* [What is being asked]: Rescale the records from the start up to and including the line with "294), (506, 259)]", writing out all of those lines again with the requests included. Multiply every point coordinate in the answers by 1.45 and round each to a whole number, halves up, leaving the requests unchanged.

* [The data]:
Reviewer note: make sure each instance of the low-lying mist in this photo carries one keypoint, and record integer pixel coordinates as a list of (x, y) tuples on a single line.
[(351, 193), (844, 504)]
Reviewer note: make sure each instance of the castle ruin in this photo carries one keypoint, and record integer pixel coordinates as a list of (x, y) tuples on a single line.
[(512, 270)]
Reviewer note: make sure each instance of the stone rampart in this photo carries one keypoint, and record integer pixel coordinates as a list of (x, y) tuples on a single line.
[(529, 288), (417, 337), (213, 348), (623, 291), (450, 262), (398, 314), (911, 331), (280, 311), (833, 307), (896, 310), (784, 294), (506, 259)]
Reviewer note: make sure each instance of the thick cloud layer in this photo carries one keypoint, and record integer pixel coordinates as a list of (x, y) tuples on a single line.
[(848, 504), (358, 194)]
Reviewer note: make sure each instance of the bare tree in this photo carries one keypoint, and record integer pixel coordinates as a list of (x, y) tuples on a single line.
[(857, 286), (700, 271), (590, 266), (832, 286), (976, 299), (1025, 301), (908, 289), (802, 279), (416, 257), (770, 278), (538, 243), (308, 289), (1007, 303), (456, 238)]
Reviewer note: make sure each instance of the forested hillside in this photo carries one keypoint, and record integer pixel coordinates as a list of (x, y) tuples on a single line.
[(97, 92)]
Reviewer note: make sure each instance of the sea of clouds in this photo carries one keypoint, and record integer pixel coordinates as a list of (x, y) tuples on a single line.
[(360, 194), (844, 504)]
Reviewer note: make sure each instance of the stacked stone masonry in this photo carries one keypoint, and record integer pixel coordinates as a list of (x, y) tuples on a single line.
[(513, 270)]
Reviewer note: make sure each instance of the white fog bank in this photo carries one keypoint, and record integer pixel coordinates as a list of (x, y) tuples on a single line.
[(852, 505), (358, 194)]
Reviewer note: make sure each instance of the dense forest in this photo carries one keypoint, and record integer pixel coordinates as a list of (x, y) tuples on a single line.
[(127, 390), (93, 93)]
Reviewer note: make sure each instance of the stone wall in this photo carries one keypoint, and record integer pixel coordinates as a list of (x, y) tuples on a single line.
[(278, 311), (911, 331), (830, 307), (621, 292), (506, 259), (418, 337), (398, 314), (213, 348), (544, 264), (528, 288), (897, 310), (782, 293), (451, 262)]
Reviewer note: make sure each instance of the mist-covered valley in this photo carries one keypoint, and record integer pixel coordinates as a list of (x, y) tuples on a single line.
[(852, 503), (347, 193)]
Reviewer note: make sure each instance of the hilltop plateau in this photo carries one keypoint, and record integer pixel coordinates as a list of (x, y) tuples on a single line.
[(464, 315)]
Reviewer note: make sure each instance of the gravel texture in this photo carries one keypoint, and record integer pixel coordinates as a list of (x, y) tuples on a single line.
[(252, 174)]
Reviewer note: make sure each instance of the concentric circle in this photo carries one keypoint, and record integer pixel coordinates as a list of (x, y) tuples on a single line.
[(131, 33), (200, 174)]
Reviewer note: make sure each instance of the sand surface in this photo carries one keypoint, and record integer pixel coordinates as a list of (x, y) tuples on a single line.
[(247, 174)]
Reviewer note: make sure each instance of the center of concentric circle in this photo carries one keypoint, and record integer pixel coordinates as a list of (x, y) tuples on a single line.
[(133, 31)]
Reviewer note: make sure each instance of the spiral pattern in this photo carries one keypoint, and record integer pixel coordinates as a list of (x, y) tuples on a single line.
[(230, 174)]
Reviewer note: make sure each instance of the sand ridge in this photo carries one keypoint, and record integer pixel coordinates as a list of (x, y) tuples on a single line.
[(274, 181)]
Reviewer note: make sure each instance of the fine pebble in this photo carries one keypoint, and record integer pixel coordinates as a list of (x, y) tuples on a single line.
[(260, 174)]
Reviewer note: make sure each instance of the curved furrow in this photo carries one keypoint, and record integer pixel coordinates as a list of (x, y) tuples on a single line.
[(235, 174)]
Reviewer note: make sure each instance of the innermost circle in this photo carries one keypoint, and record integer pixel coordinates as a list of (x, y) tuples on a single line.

* [Completed task]:
Reviewer note: make sure each instance of the low-lying mist in this photo carries one keypoint, and record integer pixel coordinates as a list of (x, y) tuples on a single line.
[(509, 280), (1224, 731)]
Reviewer note: make sure each instance of the castle ruin in this photo carries one keypoint, and record integer pixel coordinates as a list of (x, y) tuples on a single line.
[(742, 392)]
Reviewer note: make sure each instance of the stone rampart in this photo carries one keypoint, and record integer pixel coordinates as a list of (x, y) tuples on a single line.
[(767, 418), (605, 489), (309, 505), (903, 422), (653, 380), (577, 455), (1321, 480), (406, 451), (1208, 445), (1299, 450), (1137, 426), (734, 376)]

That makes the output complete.